(TASK DETAILS) Pull out every line in the records that contains the word "mountain", and copy each one as it appears.

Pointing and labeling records
§

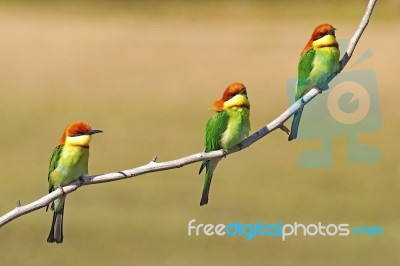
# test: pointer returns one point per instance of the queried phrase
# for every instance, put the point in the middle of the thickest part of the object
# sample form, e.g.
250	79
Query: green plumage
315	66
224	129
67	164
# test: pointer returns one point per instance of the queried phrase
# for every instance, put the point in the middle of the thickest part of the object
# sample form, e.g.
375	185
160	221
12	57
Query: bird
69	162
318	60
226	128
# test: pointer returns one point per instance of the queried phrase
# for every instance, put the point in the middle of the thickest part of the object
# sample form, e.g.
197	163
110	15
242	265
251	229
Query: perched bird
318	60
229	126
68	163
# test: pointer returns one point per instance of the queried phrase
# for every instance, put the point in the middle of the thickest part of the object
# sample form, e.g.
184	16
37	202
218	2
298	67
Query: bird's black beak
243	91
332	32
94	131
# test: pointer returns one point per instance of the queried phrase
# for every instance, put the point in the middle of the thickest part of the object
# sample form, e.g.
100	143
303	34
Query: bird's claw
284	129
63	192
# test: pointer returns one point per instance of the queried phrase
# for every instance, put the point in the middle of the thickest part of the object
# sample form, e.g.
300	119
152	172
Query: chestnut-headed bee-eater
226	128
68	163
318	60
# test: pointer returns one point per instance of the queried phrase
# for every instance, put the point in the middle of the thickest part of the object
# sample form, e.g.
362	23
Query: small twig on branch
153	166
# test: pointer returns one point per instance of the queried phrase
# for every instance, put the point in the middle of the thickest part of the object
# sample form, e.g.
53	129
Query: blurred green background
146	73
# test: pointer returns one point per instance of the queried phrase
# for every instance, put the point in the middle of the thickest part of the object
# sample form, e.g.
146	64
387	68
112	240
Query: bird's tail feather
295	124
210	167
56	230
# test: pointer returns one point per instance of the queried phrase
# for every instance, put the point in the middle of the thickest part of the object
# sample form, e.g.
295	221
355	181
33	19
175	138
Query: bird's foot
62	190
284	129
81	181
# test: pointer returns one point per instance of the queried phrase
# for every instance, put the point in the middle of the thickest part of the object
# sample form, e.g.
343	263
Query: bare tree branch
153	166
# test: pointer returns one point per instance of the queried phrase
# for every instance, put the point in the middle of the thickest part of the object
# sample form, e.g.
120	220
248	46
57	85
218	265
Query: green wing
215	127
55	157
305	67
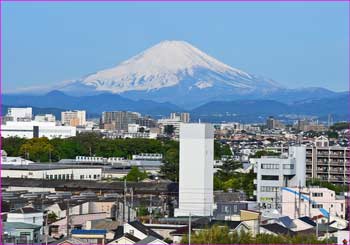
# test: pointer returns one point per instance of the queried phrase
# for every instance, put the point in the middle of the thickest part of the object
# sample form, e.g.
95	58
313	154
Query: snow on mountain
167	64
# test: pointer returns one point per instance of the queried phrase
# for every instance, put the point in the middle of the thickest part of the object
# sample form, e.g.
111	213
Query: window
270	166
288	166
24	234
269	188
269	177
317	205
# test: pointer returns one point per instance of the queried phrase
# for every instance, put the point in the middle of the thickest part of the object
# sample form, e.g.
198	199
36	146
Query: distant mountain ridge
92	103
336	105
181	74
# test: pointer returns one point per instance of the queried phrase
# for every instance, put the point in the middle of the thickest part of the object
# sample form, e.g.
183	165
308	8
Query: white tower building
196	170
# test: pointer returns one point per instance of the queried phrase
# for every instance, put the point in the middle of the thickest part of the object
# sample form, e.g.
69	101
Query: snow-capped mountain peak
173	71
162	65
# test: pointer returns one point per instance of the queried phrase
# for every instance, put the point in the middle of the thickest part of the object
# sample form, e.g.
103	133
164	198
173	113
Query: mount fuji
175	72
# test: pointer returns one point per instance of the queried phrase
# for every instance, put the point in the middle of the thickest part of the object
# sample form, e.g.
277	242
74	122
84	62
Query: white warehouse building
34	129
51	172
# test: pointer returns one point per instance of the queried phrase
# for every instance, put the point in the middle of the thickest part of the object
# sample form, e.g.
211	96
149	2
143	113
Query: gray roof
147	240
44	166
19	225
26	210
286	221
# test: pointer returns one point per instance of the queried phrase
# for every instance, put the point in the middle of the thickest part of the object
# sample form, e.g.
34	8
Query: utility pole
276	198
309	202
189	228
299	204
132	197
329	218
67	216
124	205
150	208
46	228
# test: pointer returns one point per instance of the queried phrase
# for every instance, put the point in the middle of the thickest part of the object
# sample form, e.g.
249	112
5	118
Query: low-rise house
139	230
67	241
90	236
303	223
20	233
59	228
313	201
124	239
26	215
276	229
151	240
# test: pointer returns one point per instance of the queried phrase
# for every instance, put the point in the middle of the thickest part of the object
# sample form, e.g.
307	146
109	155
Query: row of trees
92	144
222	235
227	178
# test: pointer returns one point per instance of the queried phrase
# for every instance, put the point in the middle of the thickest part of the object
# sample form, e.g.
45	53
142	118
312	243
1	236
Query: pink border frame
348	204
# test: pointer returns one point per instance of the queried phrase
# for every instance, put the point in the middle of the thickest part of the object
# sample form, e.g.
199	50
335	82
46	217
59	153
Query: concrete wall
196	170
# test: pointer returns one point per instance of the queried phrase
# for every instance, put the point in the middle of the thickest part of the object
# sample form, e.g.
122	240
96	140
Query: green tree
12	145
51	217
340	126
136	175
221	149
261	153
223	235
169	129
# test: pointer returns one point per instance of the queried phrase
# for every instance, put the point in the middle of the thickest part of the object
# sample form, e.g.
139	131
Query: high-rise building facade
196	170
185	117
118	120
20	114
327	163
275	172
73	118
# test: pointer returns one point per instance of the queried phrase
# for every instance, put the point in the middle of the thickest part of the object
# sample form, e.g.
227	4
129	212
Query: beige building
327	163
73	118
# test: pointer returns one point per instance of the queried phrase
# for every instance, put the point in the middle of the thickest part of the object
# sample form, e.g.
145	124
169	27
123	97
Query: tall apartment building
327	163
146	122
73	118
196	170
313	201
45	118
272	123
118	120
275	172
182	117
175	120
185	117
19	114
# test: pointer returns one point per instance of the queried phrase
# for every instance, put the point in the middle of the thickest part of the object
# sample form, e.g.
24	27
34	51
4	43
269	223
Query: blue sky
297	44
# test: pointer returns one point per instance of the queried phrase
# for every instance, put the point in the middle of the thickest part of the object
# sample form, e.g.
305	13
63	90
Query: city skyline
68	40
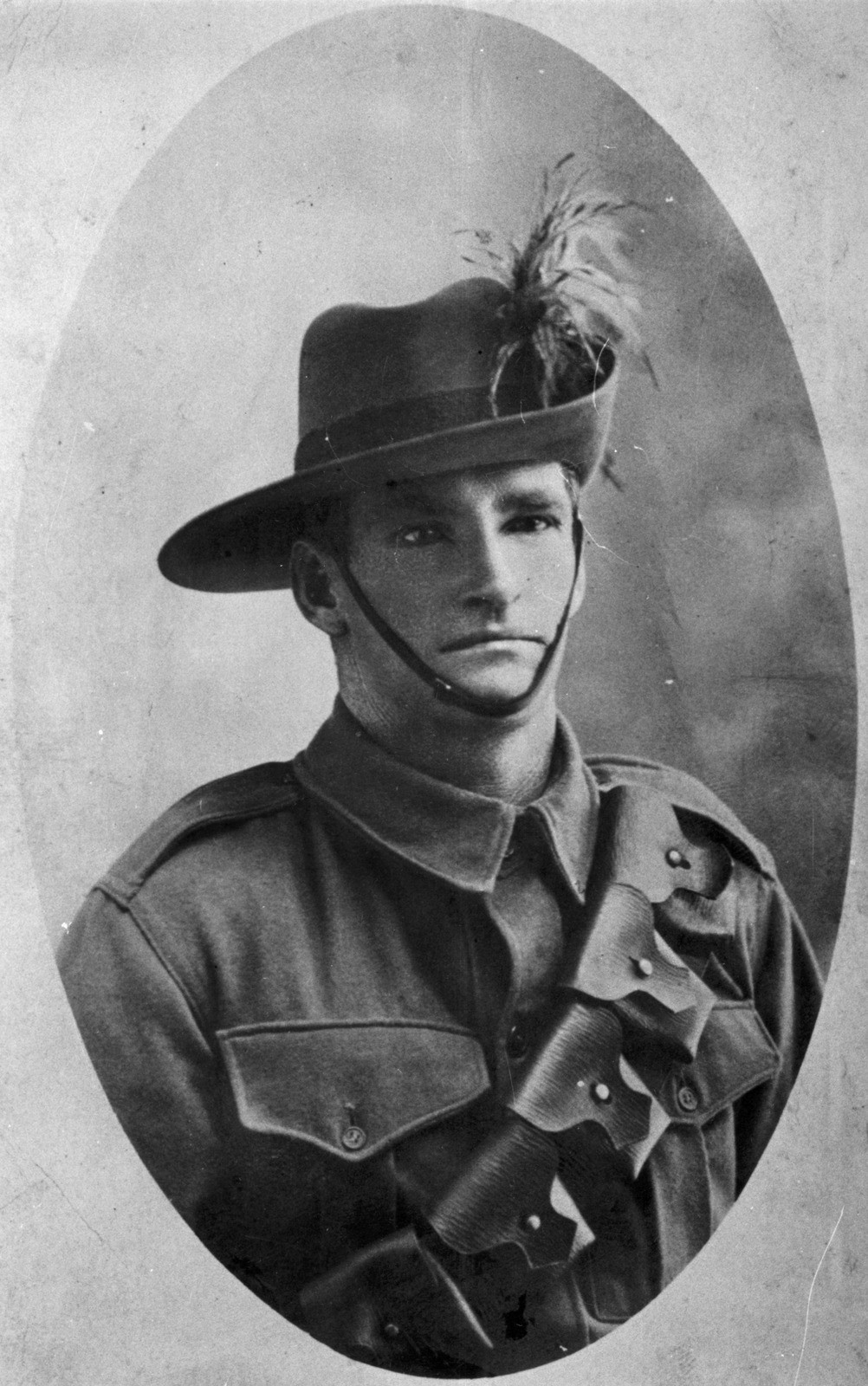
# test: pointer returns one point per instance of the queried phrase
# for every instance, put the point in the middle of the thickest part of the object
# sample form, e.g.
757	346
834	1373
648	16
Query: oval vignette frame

§

(CORRECT ANSWER)
Query: snow on mountain
Query: distant mountain ridge
Query: snow-capped mountain peak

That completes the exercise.